* Directive 1 *
Name the four binaries that the WireKube architecture overview says WireKube consists of.
* Directive 2 *
Write out the part of the WireKube architecture overview starting at "- Supports auto-reconnect" and ending at "for NAT detection)".
* Directive 3 *
Continue the WireKube architecture overview from its last line.

* Text segment *
..........

Architecture Overview¶
Components¶
graph TD
subgraph API["Kubernetes API Server"]
Mesh[WireKubeMesh<br/>cluster-wide config]
Peer[WireKubePeer x N<br/>per-node state]
end
subgraph Agents["Agent DaemonSet"]
A1[Agent node-1<br/>wire_kube]
A2[Agent node-2<br/>wire_kube]
A3[Agent node-3<br/>wire_kube]
end
subgraph RelayPool["Relay Pool"]
R1[relay-0]
R2[relay-1]
end
API -->|Watch/Update| A1
API -->|Watch/Update| A2
API -->|Watch/Update| A3
A1 <-->|WireGuard P2P or Relay| A2
A2 <-->|Relay TCP| RelayPool
A3 <-->|WireGuard P2P or Relay| A1
WireKube consists of four binaries:
| Component | Runs as | Purpose |
|---|---|---|
| Agent | DaemonSet (hostNetwork: true) |
Manages WireGuard interface, discovers endpoints, syncs peers, handles relay failover, direct recovery, and gateway forwarding |
| Operator | Deployment | Reconciles WireKubeMesh, WireKubePeer, and WireKubeGateway CRDs, applies defaults |
| Relay | Deployment + Service | Bridges WireGuard UDP over TCP for peers behind Symmetric NAT |
| wirekubectl | CLI | Status inspection and peer management |
Agent (DaemonSet)¶
The agent runs on every node labeled with wirekube.io/vpn-enabled=true.
It is responsible for:
- Interface management — Creates and configures the WireGuard interface
- Key management — Generates and persists WireGuard key pairs
- Peer registration — Creates/updates its own WireKubePeer CRD
- Peer synchronization — Watches all WireKubePeer CRDs and configures WireGuard
- Endpoint discovery — Determines the best reachable address via STUN, annotations, etc.
- NAT detection — RFC 5780 multi-server STUN to identify Symmetric NAT
- Relay client — Connects to relay pool when direct P2P is impossible
- Relay auto-reconnect — Exponential backoff (1s–30s) on TCP connection drops
- Direct path recovery — Periodically probes relayed peers for direct upgrade
- Route management — Adds
/32routes for peer node IPs with metric 200 - IPSec bypass — Sets
disable_xfrmanddisable_policyon the WireGuard interface - Crash recovery — initContainer cleans stale interfaces, routes, and ip rules
Relay Server¶
The relay server bridges WireGuard UDP packets over TCP for peers behind Symmetric NAT. It is a stateless packet forwarder that:
- Accepts TCP connections from agents
- Maps WireGuard public keys to TCP connections
- Forwards framed UDP packets between agents
- Cannot decrypt traffic (no access to WireGuard private keys)
- Supports auto-reconnect from agents with exponential backoff
- Can be scaled horizontally via a Headless Service (relay pool)
CRDs¶
WireKubeMesh — Singleton resource defining mesh-wide configuration:
- WireGuard listen port and interface name
- STUN server list (minimum 2 for NAT detection)

..........

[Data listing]
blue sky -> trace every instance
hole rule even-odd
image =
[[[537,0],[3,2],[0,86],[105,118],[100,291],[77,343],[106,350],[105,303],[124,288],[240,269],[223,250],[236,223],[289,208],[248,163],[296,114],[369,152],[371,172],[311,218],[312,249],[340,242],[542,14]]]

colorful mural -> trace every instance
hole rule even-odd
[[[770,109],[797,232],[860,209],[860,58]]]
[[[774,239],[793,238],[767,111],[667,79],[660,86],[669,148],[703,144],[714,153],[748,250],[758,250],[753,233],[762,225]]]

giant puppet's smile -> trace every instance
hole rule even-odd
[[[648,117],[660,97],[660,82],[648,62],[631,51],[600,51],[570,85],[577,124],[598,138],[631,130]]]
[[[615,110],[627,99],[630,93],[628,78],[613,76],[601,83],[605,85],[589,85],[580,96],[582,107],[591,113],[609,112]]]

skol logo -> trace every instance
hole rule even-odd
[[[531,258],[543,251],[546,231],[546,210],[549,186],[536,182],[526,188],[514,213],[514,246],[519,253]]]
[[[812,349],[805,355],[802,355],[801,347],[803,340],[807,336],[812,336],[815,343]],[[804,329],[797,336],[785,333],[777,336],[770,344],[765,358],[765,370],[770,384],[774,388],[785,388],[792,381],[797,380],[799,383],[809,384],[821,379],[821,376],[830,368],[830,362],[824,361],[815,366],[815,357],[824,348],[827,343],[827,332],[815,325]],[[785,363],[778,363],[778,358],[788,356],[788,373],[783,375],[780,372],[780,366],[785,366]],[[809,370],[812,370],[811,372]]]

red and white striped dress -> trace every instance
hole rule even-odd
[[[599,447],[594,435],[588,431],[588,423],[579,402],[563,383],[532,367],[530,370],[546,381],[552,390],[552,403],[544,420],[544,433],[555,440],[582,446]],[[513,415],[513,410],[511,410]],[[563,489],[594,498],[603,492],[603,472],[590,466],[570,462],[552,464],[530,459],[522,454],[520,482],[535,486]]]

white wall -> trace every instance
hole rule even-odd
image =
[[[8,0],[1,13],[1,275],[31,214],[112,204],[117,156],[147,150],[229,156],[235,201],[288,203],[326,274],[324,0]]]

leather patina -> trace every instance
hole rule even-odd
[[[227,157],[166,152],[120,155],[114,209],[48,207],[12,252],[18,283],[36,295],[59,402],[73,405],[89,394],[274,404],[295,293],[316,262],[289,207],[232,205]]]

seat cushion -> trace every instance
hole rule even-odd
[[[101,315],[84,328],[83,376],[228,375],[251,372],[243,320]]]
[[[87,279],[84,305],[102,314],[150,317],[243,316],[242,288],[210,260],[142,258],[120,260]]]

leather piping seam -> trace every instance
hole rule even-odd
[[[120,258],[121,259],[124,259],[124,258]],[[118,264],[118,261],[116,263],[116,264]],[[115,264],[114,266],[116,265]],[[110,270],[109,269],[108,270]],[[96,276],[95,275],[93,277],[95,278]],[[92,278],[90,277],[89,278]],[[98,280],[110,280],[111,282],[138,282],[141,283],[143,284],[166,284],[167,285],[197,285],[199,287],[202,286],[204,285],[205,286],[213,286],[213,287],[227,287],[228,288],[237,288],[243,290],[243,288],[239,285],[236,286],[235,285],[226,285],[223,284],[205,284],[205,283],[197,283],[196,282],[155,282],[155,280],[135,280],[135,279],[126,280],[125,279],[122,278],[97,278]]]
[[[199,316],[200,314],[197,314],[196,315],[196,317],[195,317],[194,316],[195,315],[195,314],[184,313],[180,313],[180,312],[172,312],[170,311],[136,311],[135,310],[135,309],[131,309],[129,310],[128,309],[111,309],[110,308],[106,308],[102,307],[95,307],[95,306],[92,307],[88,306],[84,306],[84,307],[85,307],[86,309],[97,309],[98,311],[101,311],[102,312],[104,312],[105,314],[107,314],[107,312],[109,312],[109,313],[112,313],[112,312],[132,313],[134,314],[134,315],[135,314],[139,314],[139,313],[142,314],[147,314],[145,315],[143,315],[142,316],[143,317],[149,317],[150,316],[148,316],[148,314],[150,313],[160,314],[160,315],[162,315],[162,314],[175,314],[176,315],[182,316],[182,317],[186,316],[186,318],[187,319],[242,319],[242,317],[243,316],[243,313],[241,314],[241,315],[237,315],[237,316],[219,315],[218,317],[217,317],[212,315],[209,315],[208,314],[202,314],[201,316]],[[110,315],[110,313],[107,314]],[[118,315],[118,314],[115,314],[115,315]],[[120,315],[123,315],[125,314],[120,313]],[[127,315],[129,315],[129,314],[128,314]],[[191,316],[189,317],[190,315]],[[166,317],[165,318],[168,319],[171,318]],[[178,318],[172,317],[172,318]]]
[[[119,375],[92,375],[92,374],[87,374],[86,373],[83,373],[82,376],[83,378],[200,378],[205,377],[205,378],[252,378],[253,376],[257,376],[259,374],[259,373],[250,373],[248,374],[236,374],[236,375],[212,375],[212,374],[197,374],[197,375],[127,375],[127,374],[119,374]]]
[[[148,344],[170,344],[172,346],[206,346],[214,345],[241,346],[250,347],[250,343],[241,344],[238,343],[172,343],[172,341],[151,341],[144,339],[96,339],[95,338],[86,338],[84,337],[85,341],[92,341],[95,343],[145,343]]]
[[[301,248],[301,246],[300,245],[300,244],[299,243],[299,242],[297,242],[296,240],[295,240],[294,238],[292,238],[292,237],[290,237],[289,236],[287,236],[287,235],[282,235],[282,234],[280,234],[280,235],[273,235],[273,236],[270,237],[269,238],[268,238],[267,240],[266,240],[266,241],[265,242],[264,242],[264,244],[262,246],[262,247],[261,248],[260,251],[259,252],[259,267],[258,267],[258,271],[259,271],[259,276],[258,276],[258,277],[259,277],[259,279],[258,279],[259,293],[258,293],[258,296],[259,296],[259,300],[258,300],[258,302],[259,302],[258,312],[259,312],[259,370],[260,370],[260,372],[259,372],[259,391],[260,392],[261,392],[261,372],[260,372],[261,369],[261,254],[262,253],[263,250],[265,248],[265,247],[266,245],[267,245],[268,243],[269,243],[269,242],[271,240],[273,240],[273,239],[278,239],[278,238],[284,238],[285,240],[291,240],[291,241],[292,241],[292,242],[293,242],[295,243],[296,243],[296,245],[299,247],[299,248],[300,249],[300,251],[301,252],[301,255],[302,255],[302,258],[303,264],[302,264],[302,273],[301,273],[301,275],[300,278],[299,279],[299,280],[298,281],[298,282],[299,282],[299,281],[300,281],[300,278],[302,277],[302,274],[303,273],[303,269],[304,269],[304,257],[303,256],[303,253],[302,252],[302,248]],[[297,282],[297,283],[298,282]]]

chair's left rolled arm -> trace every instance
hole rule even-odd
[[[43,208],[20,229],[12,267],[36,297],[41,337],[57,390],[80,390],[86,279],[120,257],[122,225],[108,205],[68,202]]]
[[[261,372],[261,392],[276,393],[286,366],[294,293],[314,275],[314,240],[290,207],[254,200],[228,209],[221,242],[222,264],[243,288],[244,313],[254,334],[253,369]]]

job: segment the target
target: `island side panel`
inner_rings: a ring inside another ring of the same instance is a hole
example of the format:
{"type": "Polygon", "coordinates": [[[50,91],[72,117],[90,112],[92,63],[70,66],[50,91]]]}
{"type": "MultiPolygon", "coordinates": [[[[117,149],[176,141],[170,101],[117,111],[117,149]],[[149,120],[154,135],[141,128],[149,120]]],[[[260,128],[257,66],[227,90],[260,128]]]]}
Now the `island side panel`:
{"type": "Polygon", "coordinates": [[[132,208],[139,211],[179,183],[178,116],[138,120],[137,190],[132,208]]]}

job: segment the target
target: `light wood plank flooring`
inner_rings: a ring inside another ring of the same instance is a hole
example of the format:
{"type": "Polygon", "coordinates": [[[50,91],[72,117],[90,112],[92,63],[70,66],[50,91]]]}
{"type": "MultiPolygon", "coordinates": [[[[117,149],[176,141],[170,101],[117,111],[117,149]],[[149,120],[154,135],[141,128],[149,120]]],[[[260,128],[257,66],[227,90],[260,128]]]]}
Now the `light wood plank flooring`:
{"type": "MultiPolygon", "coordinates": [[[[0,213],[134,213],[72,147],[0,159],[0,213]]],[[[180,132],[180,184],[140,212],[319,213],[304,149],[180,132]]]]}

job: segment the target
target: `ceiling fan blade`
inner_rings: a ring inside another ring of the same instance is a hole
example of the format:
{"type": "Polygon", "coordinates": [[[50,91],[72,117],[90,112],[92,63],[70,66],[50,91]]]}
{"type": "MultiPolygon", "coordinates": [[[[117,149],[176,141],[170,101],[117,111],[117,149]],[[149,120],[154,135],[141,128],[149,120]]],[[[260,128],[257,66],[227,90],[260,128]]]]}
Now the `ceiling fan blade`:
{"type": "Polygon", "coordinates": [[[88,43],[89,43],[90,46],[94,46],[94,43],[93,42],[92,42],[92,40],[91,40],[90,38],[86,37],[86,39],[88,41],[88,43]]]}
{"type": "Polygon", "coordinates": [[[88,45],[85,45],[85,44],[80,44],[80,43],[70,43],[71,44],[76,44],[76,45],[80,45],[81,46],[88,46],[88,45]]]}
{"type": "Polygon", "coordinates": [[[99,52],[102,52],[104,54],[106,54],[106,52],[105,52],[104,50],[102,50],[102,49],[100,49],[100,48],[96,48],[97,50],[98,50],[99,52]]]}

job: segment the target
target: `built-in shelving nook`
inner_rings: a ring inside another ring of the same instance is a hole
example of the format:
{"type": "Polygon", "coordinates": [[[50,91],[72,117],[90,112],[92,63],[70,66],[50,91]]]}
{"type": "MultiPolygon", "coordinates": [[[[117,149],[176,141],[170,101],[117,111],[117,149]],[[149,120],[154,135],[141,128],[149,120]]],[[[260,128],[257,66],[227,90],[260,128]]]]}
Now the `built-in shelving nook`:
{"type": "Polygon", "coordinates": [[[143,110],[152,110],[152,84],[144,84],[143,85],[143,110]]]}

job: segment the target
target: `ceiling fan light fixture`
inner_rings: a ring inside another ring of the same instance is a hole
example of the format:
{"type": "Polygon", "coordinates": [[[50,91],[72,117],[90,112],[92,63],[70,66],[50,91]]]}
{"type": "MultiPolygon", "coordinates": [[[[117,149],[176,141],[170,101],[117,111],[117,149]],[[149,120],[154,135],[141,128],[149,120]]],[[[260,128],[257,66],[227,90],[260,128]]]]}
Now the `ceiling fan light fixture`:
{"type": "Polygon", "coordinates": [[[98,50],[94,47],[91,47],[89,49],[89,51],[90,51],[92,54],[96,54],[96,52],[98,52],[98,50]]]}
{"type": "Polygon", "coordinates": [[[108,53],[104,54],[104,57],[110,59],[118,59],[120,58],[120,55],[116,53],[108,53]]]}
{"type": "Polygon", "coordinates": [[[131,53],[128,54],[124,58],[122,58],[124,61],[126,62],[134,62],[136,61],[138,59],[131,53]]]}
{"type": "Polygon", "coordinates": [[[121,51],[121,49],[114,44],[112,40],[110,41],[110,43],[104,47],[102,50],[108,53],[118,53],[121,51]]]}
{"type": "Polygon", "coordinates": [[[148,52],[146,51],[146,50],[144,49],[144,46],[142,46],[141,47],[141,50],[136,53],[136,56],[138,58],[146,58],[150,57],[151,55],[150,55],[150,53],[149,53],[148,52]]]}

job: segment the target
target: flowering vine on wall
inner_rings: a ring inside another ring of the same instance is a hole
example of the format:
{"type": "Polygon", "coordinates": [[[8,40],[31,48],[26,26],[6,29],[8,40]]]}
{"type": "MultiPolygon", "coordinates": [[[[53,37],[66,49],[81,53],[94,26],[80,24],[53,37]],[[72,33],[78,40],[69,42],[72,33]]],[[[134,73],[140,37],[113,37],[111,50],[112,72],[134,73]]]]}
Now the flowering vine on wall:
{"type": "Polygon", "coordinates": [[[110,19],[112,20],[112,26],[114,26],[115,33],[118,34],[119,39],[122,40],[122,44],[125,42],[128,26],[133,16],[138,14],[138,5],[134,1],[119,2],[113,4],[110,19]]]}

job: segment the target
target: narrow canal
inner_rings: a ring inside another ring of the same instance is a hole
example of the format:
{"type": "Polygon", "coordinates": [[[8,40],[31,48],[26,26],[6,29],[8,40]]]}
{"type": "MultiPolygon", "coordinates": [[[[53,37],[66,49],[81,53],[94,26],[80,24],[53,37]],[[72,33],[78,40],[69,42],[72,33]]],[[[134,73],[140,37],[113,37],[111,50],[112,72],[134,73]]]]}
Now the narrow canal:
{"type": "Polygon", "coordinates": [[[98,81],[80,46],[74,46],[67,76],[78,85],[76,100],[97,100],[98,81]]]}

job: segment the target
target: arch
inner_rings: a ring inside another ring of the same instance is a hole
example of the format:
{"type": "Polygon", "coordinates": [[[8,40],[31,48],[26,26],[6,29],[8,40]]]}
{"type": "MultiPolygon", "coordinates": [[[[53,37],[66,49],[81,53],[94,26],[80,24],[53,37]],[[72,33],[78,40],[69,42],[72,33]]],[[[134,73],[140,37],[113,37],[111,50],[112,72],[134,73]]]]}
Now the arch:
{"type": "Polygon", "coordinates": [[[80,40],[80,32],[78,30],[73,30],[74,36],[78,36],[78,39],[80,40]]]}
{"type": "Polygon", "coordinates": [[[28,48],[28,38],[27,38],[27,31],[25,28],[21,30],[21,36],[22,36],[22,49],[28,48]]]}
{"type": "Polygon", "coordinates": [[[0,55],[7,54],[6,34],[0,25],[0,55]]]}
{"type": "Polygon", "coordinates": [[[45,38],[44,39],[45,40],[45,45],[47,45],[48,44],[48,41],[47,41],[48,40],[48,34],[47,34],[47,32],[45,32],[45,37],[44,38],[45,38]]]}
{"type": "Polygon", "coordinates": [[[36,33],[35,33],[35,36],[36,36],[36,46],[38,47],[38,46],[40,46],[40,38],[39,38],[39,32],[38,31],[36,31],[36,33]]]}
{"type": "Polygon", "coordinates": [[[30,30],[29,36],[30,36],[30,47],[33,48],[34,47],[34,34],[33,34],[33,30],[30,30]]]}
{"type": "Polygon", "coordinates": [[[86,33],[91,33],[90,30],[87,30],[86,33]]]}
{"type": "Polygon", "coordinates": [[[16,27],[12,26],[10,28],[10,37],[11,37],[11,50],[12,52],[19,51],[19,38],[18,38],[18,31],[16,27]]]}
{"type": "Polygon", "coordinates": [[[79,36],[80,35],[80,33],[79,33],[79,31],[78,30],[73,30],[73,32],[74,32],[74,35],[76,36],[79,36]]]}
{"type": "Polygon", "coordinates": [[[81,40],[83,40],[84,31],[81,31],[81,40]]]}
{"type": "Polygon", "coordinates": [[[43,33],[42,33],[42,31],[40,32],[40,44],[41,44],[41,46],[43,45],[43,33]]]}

..........

* Output 1 *
Agent, Operator, Relay, wirekubectl

* Output 2 *
- Supports auto-reconnect from agents with exponential backoff
- Can be scaled horizontally via a Headless Service (relay pool)
CRDs¶
WireKubeMesh — Singleton resource defining mesh-wide configuration:
- WireGuard listen port and interface name
- STUN server list (minimum 2 for NAT detection)

* Output 3 *
- Relay configuration (mode, provider, endpoints, timeouts)
WireKubePeer — One per mesh-participating node:
- WireGuard public key
- Discovered endpoint (ip:port)
- AllowedIPs (typically node IP
/32) - Status: connected, transport mode (
direct/relay/mixed), discovery method
WireKubeGateway — Virtual gateway for cross-VPC routing:
- PeerRefs: ordered list of gateway peers (HA failover)
- ClientRefs: peers that route through this gateway
- Routes: CIDR ranges reachable through the gateway
- SNAT and health check configuration
- See Virtual Gateway for the full design.
Traffic Flow¶
WireKube creates a node-level mesh, not a pod-level overlay.
Route Strategy¶
CNI routes (metric ~100)
Pod A ---- pod CIDR ---- CNI (Cilium, etc.) ---- Pod B
WireKube routes (metric 200)
Node A ---- nodeIP/32 ---- wire_kube ---- Node B
WireKube inserts only /32 routes for node IPs with metric 200.
Pod CIDR routes managed by the CNI are untouched (lower metric = higher priority).
Critical Design Rule
Never insert pod CIDR routes through wire_kube. This would break CNI
functionality, especially with Cilium's kube-proxy replacement.
Routing Internals¶
- fwmark
0x574Bon WireGuard socket packets → main routing table (avoids packet loop) - Custom routing table
22347(0x574B) isolates WireGuard routes from the main table - Route metric 200 (above CNI default ~100, so CNI takes precedence)
disable_xfrm=1anddisable_policy=1on wire_kube → bypasses IPSec xfrm policies
Packet Path (Direct P2P)¶
1. Packet destined for remote node IP
2. Kernel routing: nodeIP/32 → dev wire_kube (table 22347)
3. WireGuard encrypts packet
4. UDP packet marked with fwmark 0x574B → uses main table → sent via physical interface
5. Peer's WireGuard decrypts
6. Delivered to local stack
Packet Path (Relay)¶
1. Packet destined for remote node IP
2. Kernel routing: nodeIP/32 → dev wire_kube
3. WireGuard encrypts → UDP to local proxy (127.0.0.1:random)
4. UDP proxy reads packet → frames as [4B length][1B type=0x02][32B dest pubkey][payload]
5. Sends over TCP to relay server (via relay pool)
6. Relay forwards to destination agent's TCP connection
7. Destination proxy delivers UDP to local WireGuard (127.0.0.1:51820)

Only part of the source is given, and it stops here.